(Stated goal)
All the data should be repeated exactly. Any image in it is left out.

(Input rows)
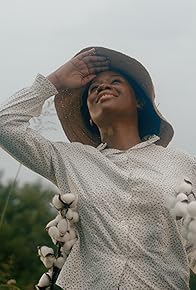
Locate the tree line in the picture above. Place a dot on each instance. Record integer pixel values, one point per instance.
(22, 230)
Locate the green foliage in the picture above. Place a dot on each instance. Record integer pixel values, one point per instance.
(22, 231)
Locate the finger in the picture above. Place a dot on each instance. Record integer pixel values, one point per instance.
(87, 79)
(91, 51)
(94, 58)
(96, 70)
(98, 64)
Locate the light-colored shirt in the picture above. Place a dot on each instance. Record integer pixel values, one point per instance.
(127, 237)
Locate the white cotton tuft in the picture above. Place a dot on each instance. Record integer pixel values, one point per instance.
(69, 214)
(72, 215)
(54, 222)
(72, 233)
(49, 261)
(62, 226)
(44, 251)
(170, 202)
(181, 197)
(60, 261)
(68, 245)
(68, 197)
(53, 232)
(180, 209)
(185, 187)
(56, 202)
(44, 281)
(192, 208)
(191, 237)
(184, 232)
(187, 220)
(192, 226)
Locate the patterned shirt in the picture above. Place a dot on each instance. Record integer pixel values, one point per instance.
(127, 237)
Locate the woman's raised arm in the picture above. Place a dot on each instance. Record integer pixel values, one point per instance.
(23, 143)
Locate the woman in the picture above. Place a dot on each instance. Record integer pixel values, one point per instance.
(119, 165)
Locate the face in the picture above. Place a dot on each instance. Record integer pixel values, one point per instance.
(111, 98)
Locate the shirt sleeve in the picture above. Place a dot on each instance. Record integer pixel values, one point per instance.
(20, 141)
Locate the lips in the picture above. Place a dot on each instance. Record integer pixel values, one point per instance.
(103, 96)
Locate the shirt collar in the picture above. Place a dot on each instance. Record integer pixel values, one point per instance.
(146, 141)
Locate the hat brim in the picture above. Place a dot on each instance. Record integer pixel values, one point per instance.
(68, 105)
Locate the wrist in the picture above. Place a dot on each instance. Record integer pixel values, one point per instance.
(54, 80)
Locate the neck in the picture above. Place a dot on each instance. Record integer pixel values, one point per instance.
(120, 137)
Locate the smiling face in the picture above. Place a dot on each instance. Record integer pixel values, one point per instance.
(111, 99)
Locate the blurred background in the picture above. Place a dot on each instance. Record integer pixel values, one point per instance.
(37, 37)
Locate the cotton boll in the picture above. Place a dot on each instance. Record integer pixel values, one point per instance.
(180, 209)
(66, 237)
(171, 202)
(192, 208)
(68, 198)
(68, 245)
(44, 281)
(49, 261)
(181, 197)
(62, 226)
(74, 204)
(53, 232)
(56, 202)
(185, 187)
(69, 214)
(54, 222)
(187, 220)
(184, 232)
(192, 226)
(60, 261)
(191, 237)
(72, 234)
(44, 251)
(51, 224)
(72, 215)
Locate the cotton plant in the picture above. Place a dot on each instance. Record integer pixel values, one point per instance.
(63, 234)
(181, 207)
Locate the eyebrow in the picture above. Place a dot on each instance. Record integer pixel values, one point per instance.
(113, 75)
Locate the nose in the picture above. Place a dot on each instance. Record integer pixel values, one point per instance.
(103, 86)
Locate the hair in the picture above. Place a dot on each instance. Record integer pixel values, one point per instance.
(148, 120)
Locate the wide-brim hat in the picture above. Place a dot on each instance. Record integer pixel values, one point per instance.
(68, 102)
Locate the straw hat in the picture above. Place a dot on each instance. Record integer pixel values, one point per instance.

(Answer to the exercise)
Locate the tree line in the picture above. Place a dot on each instance. Record integer pixel values, one point per instance.
(22, 230)
Locate the green foliage in the picture above. Place a dot on each instance. Record integer pixel values, one point per instance.
(22, 231)
Locate the finger in the picture above. Place a dot on each instance. Record integer pixel values, one point per instance.
(87, 79)
(91, 51)
(94, 58)
(96, 70)
(98, 64)
Locate the light-colored shirt in the picture above. Place a dot on each instance. Record integer pixel values, one point per instance.
(127, 237)
Locate the white cotton tuft in the picture above. Place a dot on each instance. Record integer pixel values, one point per instance.
(69, 214)
(72, 215)
(54, 222)
(72, 233)
(49, 261)
(62, 226)
(44, 251)
(170, 202)
(181, 197)
(60, 261)
(68, 245)
(68, 197)
(53, 232)
(180, 209)
(185, 187)
(56, 202)
(44, 281)
(192, 208)
(191, 237)
(184, 232)
(187, 220)
(192, 226)
Locate the patterned shirt in the picture above. Place a dot on each instance. Record integer pixel values, one point per instance.
(127, 237)
Locate the woman's raised arm in the picture above. Place a dot on each instance. Record integer pixel values, one point per instance.
(23, 143)
Locate the woman in the picture above. Place a dot on each instance. Record integer pixel values, one point per instance.
(119, 165)
Locate the face in the picture above. Place a dot on each instance. Record integer pixel values, one point per instance.
(111, 98)
Locate the shirt sleeve in the picture above. Place a dot on each instance. Record integer pixel values, one point per instance.
(20, 141)
Locate the lips in the picture above. Place a dot on each instance. Record integer pixel values, one point per instance.
(103, 96)
Locate the shirt collar in the picture above. Place a dot on each instance. Record integer pixel values, one point per instance.
(146, 141)
Locate the hat brim in the picture above. Place a dot on each instance. Record integer pixel values, one point per instance.
(68, 105)
Locate the wrist in the picture above. Place a dot on each instance. Record integer pixel values, one point per instance.
(54, 80)
Locate the neck in the picture above. Place a dot on each instance. Record integer pixel values, one point per instance.
(120, 137)
Locate the smiling face in the picture above. Place a dot on each instance. Record integer pixel values, one point per instance.
(111, 99)
Locate the blurred background in the picture above. Place a dot on each instance. Record integer pixel values, one point per instance.
(37, 37)
Locate the cotton boll in the picture above. Place a dot on each instance. Record integer pixel values, one point per instance.
(180, 209)
(66, 237)
(171, 202)
(192, 208)
(68, 198)
(68, 245)
(44, 281)
(49, 261)
(181, 197)
(62, 226)
(74, 204)
(53, 232)
(56, 202)
(185, 187)
(69, 214)
(54, 222)
(187, 220)
(184, 232)
(192, 226)
(60, 261)
(191, 237)
(72, 234)
(44, 251)
(51, 224)
(72, 215)
Locate the cotton plant in the picture above. Place a dot on each instance. Record integer pixel values, one point per instance.
(63, 234)
(181, 207)
Locate the eyebrow in the picture above. Place a dot on each instance. Record integer pixel values, one point per instance.
(113, 75)
Locate the nose in the picture above. Place a dot on each instance. Record integer pixel values, one point per instance.
(103, 86)
Locate the hair in the picture above. Place a dot on each instance. Record integer pixel values, one point per instance.
(148, 120)
Locate the wide-brim hat in the picture above. Place a dot on each instance. Record integer pixel values, one point per instance.
(68, 102)
Locate the straw hat in the picture above. Place a dot on each instance. Record integer pixel values, one point per instance.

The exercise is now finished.